Ajit P Limaye, MD, FACP, FIDSA
Daniel C Brennan, MD, FACP
Section Editor
Barbara Murphy, MB, BAO, BCh, FRCPI
Deputy Editors
Albert Q Lam, MD
Anna R Thorner, MD


Polyomaviruses are small DNA viruses that infect a variety of animals, including monkeys, humans, rabbits, rodents, and birds, but tend to be species specific [1].

The human polyomaviruses, such as the BK and JC virus, are highly seroprevalent in humans but appear to cause clinical disease only in immunocompromised patients. BK virus is the primary cause of tubulointerstitial nephritis (BK virus nephropathy [BKVN]) and ureteral stenosis in renal transplant recipients and hemorrhagic cystitis in bone marrow transplant recipients.

JC virus may also cause a small proportion (<5 percent) of polyomavirus nephropathy among renal transplant recipients, though perhaps with more inflammation and focal fibrosis, and is typically associated with a milder clinical course [2-6]. In this topic review, polyoma virus-induced nephropathy refers to BKVN.

The clinical manifestations and diagnosis of BKVN in kidney transplant recipients will be presented here. BK-associated ureteral stenosis is discussed elsewhere (see "Ureteral stenosis due to BK virus infection among kidney transplant recipients"). The treatment and general overviews of BK and other polyoma viruses are also discussed separately. (See "Overview of JC polyomavirus, BK polyomavirus, and other polyomavirus infections" and "Virology, epidemiology, and pathogenesis of JC polyomavirus, BK polyomavirus, and other human polyomaviruses".)

§ **Stored dataset lines**:
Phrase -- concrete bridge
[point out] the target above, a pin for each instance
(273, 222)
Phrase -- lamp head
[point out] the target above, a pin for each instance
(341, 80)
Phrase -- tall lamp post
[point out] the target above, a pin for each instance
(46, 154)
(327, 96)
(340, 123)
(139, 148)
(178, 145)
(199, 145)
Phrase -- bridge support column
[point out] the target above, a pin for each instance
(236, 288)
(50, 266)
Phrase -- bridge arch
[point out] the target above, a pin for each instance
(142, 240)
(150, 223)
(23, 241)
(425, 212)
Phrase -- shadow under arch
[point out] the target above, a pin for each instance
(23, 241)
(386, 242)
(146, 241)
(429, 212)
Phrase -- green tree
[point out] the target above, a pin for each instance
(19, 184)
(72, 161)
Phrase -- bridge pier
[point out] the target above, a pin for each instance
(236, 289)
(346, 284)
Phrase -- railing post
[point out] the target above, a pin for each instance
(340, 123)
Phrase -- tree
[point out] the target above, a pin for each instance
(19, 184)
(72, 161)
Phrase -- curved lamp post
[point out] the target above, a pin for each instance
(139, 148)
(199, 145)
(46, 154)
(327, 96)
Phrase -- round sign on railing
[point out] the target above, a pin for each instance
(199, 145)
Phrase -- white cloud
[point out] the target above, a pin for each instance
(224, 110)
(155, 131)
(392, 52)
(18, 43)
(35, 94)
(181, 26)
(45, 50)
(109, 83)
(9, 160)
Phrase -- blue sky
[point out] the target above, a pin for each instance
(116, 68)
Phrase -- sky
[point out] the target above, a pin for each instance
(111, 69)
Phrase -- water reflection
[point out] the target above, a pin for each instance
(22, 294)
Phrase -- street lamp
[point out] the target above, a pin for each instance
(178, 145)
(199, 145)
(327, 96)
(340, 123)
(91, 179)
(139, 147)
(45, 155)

§ **Work request 1**:
Translate this sentence from the BK virus nephropathy text above into Spanish: "The clinical manifestations and diagnosis of BKVN in kidney transplant recipients will be presented here."
§ **Work request 2**:
Resume the BK virus nephropathy text above, starting after its final sentence.

§ **Expected output 1**:
Aquí se presentarán las manifestaciones clínicas y el diagnóstico de la BKVN en los receptores de trasplante renal.

§ **Expected output 2**:
The polyomaviruses are small (30 to 45 nm), icosahedral, nonenveloped, double-stranded, circular DNA viruses that are ubiquitous to humans, occurring with a seroprevalence of 60 to 80 percent [7-13]. BK and JC viruses encode six viral proteins. These are divided into two "early" nonstructural or enzymatic proteins, an agnoprotein, and three "late" proteins. The early proteins are the large tumor antigen, or "T antigen," and the small tumor antigen, or the "t antigen." The T antigen is responsible for cell immortalization and latency. The agnogene, which transcribes the agnoprotein, appears to participate in the assembly of viral particles. The "late" genes encode three viral capsid proteins: VP-1, VP-2, and VP-3.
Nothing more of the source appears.